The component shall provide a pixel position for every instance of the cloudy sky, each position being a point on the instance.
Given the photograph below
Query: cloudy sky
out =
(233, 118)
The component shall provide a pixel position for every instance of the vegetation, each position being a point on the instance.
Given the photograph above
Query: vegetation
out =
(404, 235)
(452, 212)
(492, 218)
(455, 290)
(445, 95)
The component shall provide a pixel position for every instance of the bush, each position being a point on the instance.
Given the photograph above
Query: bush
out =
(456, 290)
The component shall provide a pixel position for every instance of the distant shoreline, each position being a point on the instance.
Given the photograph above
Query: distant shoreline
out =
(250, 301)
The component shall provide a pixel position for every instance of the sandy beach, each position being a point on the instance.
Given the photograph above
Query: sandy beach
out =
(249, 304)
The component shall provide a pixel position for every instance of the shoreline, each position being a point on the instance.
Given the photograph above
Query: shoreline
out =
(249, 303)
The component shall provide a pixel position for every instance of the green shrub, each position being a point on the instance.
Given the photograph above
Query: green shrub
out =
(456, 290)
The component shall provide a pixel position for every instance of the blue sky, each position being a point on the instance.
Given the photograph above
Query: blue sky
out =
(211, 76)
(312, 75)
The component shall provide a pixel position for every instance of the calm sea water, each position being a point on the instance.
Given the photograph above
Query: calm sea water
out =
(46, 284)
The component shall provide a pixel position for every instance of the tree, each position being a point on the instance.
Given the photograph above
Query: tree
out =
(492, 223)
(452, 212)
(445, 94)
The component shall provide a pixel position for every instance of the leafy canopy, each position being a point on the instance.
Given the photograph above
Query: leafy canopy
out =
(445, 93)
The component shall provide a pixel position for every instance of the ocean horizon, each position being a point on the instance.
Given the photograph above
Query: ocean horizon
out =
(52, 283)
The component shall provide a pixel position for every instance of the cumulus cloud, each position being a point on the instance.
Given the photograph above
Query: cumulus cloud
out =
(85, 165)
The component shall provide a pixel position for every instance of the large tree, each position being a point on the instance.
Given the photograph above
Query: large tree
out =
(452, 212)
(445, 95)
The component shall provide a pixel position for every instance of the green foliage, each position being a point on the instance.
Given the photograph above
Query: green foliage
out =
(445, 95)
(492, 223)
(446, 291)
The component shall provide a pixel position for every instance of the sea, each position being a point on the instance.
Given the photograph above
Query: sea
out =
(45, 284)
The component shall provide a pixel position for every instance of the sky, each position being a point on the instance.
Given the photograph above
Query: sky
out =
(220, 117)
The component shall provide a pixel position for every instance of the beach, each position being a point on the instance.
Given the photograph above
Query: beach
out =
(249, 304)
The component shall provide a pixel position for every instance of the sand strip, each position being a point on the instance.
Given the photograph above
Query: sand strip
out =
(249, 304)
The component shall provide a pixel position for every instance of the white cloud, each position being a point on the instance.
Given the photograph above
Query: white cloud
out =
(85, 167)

══════════════════════════════

PROBLEM DETAILS:
The answer must be the complete set of entries, retyped exactly.

ANSWER FOR THIS EXERCISE:
The component shall provide a pixel position for every instance of the cloudy sky, each position being a point on the instance.
Given the photograph below
Query: cloudy sky
out =
(233, 118)
The component shall provide a pixel position for every instance of the vegetation, each position being a point on the instance.
Given the photograph above
Query: vegetation
out =
(404, 235)
(452, 212)
(492, 218)
(455, 290)
(445, 95)
The component shall provide a pixel position for every instance of the bush, each position being a point on the instance.
Given the photograph above
Query: bush
out =
(456, 290)
The component shall provide a pixel position for every instance of the distant shoreline, each position being a point on the instance.
Given the photograph above
Query: distant shoreline
out =
(250, 301)
The component shall provide a pixel position for every instance of the sandy beach, each position being a point on the instance.
Given the photograph above
Query: sandy beach
out =
(249, 304)
The component shall provide a pixel position for every instance of the shoreline, each position being a point on the instance.
Given the photograph above
Query: shoreline
out =
(249, 303)
The component shall provide a pixel position for every instance of the green shrub, each position being a point on the instance.
Given the photograph above
Query: green shrub
out =
(456, 290)
The component shall provide a pixel position for every instance of the blue sky, each position being a point on the instance.
Given the photograph above
Query: blue sky
out =
(211, 76)
(312, 75)
The component shall provide a pixel position for every instance of the calm sea water, each position being a point on the instance.
Given the photograph above
Query: calm sea water
out =
(46, 284)
The component shall provide a pixel position for every instance of the tree, each position being a point on the instance.
Given the photograph above
Query: tree
out =
(492, 223)
(452, 212)
(445, 94)
The component shall provide a pixel position for every instance of the leafy canopy, each position being a point on the instance.
Given the photograph above
Query: leafy canopy
out =
(445, 93)
The component shall provide a pixel position for every instance of the ocean horizon, each position being a point on the instance.
Given the photograph above
Query: ocean horizon
out =
(52, 283)
The component shall provide a pixel position for every instance of the cumulus cloud, each position being a point on the instance.
Given the photograph above
Query: cumulus cloud
out =
(85, 165)
The component shall provide a pixel position for every instance of the large tree, each position being a point on the instance.
Given the photograph above
Query: large tree
out =
(452, 212)
(445, 95)
The component shall provide a pixel position for every instance of the green foliage, each position being a point on the instance.
Given the photograph above
Query: green foliage
out =
(445, 95)
(492, 223)
(446, 291)
The component shall provide a pixel position for every instance of the sea, each position being a point on the instance.
Given the photograph above
Query: sea
out =
(45, 284)
The component shall provide a pixel position for every instance of the sky, each position being a point on the instance.
Given the photograph above
Query: sky
out =
(220, 117)
The component shall provide a pixel position for every instance of the beach, each position being a point on the instance.
Given the photograph above
Query: beach
out =
(249, 304)
The component shall provide a pixel position for every instance of the sand strip, each position being a point on the instance.
Given the photograph above
Query: sand strip
out =
(249, 304)
The component shall provide a pixel position for every instance of the white cloud, each position being a point on the instance.
Given the photograph above
Query: white cloud
out =
(85, 167)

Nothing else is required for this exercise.